Your task is to repeat the listing exactly.

━━━━━━━━━━━━━━━━━━━━━━━━━━━━━━

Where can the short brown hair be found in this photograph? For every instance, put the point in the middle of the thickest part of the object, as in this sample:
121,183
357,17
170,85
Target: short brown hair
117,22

━━━━━━━━━━━━━━━━━━━━━━━━━━━━━━

- **Solution to this task**:
Where can the short brown hair be found in this photograph? For every instance, put the point in the middle of the thickest part of the object, as in this sample:
121,183
357,17
170,85
Target: short brown hair
117,22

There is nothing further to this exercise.